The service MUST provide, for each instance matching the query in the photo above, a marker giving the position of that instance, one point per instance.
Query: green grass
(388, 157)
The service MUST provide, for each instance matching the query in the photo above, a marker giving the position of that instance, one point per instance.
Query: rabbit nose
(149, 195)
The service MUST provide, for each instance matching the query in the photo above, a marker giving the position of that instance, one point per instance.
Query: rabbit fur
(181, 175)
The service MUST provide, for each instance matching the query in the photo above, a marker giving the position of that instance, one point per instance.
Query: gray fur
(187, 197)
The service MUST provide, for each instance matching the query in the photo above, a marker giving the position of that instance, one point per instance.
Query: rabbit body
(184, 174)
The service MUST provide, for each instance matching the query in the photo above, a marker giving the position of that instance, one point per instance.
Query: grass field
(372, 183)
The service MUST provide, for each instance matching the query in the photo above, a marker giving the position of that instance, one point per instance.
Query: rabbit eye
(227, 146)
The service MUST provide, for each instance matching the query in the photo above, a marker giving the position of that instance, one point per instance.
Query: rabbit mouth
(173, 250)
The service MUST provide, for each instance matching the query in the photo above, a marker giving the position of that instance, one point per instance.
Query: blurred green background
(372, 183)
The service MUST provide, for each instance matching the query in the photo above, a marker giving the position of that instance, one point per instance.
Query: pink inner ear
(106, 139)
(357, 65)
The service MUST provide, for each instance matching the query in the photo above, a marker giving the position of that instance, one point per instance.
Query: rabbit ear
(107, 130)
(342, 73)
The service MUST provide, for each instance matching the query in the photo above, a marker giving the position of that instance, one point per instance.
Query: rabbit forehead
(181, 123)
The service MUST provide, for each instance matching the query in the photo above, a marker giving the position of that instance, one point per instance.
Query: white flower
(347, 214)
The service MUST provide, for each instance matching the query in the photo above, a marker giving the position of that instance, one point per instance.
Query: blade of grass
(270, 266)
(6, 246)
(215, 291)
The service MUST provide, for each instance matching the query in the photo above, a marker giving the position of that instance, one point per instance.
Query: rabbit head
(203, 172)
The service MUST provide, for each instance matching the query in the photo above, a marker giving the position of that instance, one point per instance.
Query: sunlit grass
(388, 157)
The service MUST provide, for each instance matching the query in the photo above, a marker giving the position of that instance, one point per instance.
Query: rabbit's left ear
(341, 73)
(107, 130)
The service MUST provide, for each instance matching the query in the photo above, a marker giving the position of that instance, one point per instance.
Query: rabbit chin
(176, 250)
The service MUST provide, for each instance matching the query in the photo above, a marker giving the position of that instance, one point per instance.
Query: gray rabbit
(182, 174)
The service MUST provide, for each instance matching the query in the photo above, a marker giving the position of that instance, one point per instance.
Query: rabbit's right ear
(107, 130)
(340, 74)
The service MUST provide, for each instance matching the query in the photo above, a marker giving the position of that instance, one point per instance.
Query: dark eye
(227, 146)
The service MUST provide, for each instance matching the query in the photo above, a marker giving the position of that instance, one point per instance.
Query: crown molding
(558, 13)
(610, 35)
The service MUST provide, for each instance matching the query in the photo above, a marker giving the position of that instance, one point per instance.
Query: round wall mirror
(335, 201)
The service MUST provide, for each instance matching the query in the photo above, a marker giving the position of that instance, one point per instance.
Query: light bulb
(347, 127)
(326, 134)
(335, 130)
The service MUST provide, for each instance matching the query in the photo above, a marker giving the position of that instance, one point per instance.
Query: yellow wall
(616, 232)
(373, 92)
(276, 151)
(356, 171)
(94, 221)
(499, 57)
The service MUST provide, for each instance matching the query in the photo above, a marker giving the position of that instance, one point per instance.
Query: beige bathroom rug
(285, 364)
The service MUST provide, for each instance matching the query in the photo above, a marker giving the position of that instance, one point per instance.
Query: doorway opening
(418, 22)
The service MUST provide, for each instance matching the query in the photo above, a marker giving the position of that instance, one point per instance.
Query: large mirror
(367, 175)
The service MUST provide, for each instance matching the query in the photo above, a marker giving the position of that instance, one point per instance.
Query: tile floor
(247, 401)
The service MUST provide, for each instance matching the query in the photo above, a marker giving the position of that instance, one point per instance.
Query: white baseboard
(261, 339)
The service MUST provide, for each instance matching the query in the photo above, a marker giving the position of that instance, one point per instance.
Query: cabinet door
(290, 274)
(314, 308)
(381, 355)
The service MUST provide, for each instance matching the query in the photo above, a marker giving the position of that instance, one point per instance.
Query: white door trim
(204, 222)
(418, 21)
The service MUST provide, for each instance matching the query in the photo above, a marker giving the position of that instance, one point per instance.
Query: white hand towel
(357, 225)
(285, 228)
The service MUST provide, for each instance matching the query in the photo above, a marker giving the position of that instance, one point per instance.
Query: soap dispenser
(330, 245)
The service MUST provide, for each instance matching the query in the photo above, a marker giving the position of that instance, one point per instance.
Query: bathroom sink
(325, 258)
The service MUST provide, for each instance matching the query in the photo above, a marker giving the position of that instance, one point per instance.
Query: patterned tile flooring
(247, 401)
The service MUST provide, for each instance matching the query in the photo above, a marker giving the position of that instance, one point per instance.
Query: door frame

──────────

▶ The request: Every entry should be printed again exactly as written.

▶ Task solution:
The service MUST provide, for each instance matching the query in the photo above, a marker giving the position of that instance, one point per instance.
Query: green grass
(388, 157)
The service MUST provide, for each instance matching the query in the photo above, a marker giving the position of that instance, one point per instance.
Query: rabbit nose
(149, 195)
The service MUST provide, for each instance matching the query in the photo above, a marker giving the position of that instance, one point per instance.
Query: rabbit fur
(181, 175)
The service MUST provide, for each instance matching the query in the photo above, a marker giving the position of that instance, one point per instance.
Query: gray fur
(187, 197)
The service MUST provide, for each instance matching the query in the photo above, a marker giving the position of that instance, one point per instance.
Query: rabbit body
(184, 174)
The service MUST provide, for each instance matching the query in the photo above, a marker giving the position of that instance, one point per instance.
Query: grass field
(372, 183)
The service MUST provide, for each instance matching the query in the photo above, a marker giving the position of that instance, one point per instance.
Query: rabbit eye
(227, 146)
The service MUST provide, for each instance matching the query in the photo above, a marker giving the position of that instance, one point per instance.
Query: rabbit mouth
(173, 250)
The service MUST provide, for each instance matching the query in the photo above, a marker giving the position of that instance, one point per instance.
Query: blurred green background
(372, 183)
The service MUST provide, for each instance matching the query in the photo above, a marker giving the position of that instance, one point per instance.
Query: pink inner ear
(106, 139)
(357, 65)
The service MUST provide, for each instance matching the query in the photo above, a marker giving the position of that instance, one point per instance.
Query: rabbit ear
(107, 130)
(342, 73)
The service MUST provide, for each instance matching the query in the photo above, a marker giving the position of that instance, one point per instance.
Query: rabbit forehead
(181, 123)
The service MUST provide, for each instance matching the query in the photo above, a marker giving the position of that instance, one point per instance.
Query: white flower
(347, 214)
The service MUST provide, for each instance matching the query in the photo above, a marker giving the position of that instance, one point per instance.
Query: blade of grass
(270, 266)
(6, 246)
(215, 291)
The service MUST provide, for each instance matching the query in the photo above, a marker giving the position of that instance, one point per instance.
Query: rabbit head
(203, 172)
The service MUST provide, for each instance matching the query in the photo above, a marker giving the position of that instance, one point per instance.
Query: sunlit grass
(388, 157)
The service MUST provide, for each instance matching the query in the photo above, a marker giving the position of that instance, one point per instance.
Query: rabbit's left ear
(341, 73)
(107, 130)
The service MUST provide, for each instance matching the query in the photo above, a marker giving the position of that instance, one point per instance.
Query: rabbit chin
(176, 250)
The service MUST provide, for each instance matching the query in the photo above, a marker giving the position of that instance, one point per instance.
Query: gray rabbit
(182, 174)
The service MUST provide, for each instance matching the query in the photo above, a marker giving the position of that instance, one point per instance.
Query: rabbit's right ear
(107, 130)
(340, 74)
The service MUST provide, for each instance matching the query in the photo above, a marker giving the position of that instance, one point per instance.
Query: dark eye
(227, 146)
The service MUST provide, for each instance matching the query in the photo above, a marker giving the position of that instance, one point per instance.
Query: crown molding
(558, 13)
(610, 35)
The service MUST provide, for each instance matching the query in the photo above, a marker giving the position of that instance, one point per instance.
Query: round wall mirror
(335, 201)
The service MUST provide, for each instance matching the query in the photo above, a marker giving the position of that instance, one point per instance.
Query: light bulb
(347, 127)
(326, 134)
(335, 130)
The service MUST provide, for each instance matching the query in the photo above, a marker giving the position of that instance, one point per instance.
Query: yellow wall
(616, 232)
(373, 92)
(276, 151)
(356, 171)
(94, 221)
(499, 57)
The service MUST provide, for each instance matching the query in the photo above, a marker giving the position of that instance, one point per instance.
Query: beige bathroom rug
(285, 364)
The service MUST provide, for each instance matching the query in the photo above, a marker giving the position of that instance, one point per instance.
Query: doorway opening
(418, 22)
The service MUST provide, for each instance matching the query in the photo above, a marker giving the position of that instance, one point per instance.
Query: large mirror
(367, 175)
The service MUST provide, for each instance matching the query in the photo above, a marker giving the position of that instance, one point per instance.
Query: tile floor
(247, 401)
The service MUST provide, for each instance matching the query in the photo above, a marker giving the position of that instance, one point per instance.
Query: white baseboard
(261, 339)
The service MUST provide, for each instance matching the query in the photo above, a marker giving the position of that instance, one point per instance.
Query: cabinet door
(290, 274)
(314, 308)
(381, 355)
The service MUST provide, for each instance matching the query in the photo above, a marker giving the position of that instance, one point per instance.
Query: white door trim
(204, 222)
(418, 21)
The service MUST provide, for each instance matching the query in the photo above, a marker giving the position of that instance, one point per instance.
Query: white hand towel
(357, 225)
(285, 228)
The service MUST provide, for each instance matching the query in the photo above, a marker giving the position of that instance, one point per instance.
Query: soap dispenser
(330, 245)
The service MUST provide, for each instance matching the query in the photo above, a marker giving the position of that instance, one point per instance.
Query: bathroom sink
(325, 258)
The service MUST provide, for each instance matching the query in the photo above, a marker giving the position of that instance, one point per instance.
Query: patterned tile flooring
(247, 401)
The service MUST provide, for each instance matching the query in the photo above, a marker giving the position of that instance, one point per instance.
Query: door frame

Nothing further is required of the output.